Collected data
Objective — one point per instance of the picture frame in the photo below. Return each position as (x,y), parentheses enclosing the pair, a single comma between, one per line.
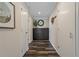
(7,15)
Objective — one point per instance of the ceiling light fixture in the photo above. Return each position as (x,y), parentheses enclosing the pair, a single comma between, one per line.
(39,12)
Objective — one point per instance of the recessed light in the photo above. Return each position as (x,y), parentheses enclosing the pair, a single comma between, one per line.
(39,12)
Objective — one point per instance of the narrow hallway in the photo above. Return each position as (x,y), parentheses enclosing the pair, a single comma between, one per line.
(41,48)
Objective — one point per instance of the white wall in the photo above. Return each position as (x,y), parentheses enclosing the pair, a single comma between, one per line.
(30,29)
(77,29)
(64,35)
(11,39)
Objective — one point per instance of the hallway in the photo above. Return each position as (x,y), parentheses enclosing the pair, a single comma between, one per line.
(41,48)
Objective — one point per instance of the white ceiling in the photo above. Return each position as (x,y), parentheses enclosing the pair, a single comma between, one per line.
(41,10)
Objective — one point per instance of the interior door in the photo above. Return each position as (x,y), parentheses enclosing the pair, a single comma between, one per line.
(66,29)
(24,31)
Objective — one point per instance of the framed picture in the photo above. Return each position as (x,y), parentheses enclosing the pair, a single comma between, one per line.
(40,22)
(7,15)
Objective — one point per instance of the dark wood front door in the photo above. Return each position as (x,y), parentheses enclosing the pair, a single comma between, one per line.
(40,33)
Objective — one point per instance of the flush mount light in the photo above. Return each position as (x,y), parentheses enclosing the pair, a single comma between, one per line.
(39,12)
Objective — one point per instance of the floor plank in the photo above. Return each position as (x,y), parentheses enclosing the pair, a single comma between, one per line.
(41,48)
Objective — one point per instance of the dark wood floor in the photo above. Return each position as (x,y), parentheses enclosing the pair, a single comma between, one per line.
(41,48)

**Task statement**
Every entry must be transcribed exactly. Pictures do not belong in the copy.

**Exercise response**
Objective — one point per instance of the picture frame in the photo below. Return each position as (x,y), parentheses enclosing the pair, a single comma between, one per line.
(7,15)
Objective — one point per instance of the ceiling light fixture in the photo above. Return each position as (x,y), parentheses enclosing the pair, a single comma between, one per line.
(39,12)
Objective — one point per instance of the recessed light in the photo above. Return each position as (x,y), parentheses enclosing the pair, a single comma between, one per line.
(39,12)
Objective — one point per instance of the narrow hallway in the photo above. Return each position as (x,y), parentheses enclosing the pair, a single comma between, one per line.
(41,48)
Objective — one point per instance of the white wall in the photo above. Return each position as (x,y), parentheses enclosing the pair, a single comma between, one per line.
(30,29)
(77,29)
(64,35)
(11,39)
Objective — one point per instance of the hallway in the photo above. Return each position as (x,y), parentheses enclosing the pair, a single comma between, one per line.
(41,48)
Objective — one point per instance of the white ceiling in the photo above. Return each position as (x,y), parentheses enclosing the pair, a single comma between, one per line.
(41,10)
Objective — one point per instance of the interior door in the photo above. Return each position as (x,y), parentheses enclosing the pair, a single comma between, one per line.
(66,29)
(24,31)
Objective — one point per instance of the framed picture in the photo above. Return each position as (x,y), parentheses enclosing the pair, a single comma between, one per line.
(40,22)
(7,15)
Objective — one point per instance of the dark wood front door in the photo above. Return each position as (x,y), parentheses enclosing the pair, a single comma between, one per line.
(40,33)
Objective — one point per instance of the flush mount light in the photo above. Return each position as (x,y), parentheses enclosing the pair, a single comma between, one per line.
(39,12)
Objective — one point per instance of the floor plank in the photo above. Return each position as (x,y), parentheses enclosing the pair, a single comma between, one per line.
(41,48)
Objective — one point per instance of the dark wood floor in the photo above. Return each position as (x,y), parentheses enclosing the pair, a single comma between, one per line.
(41,48)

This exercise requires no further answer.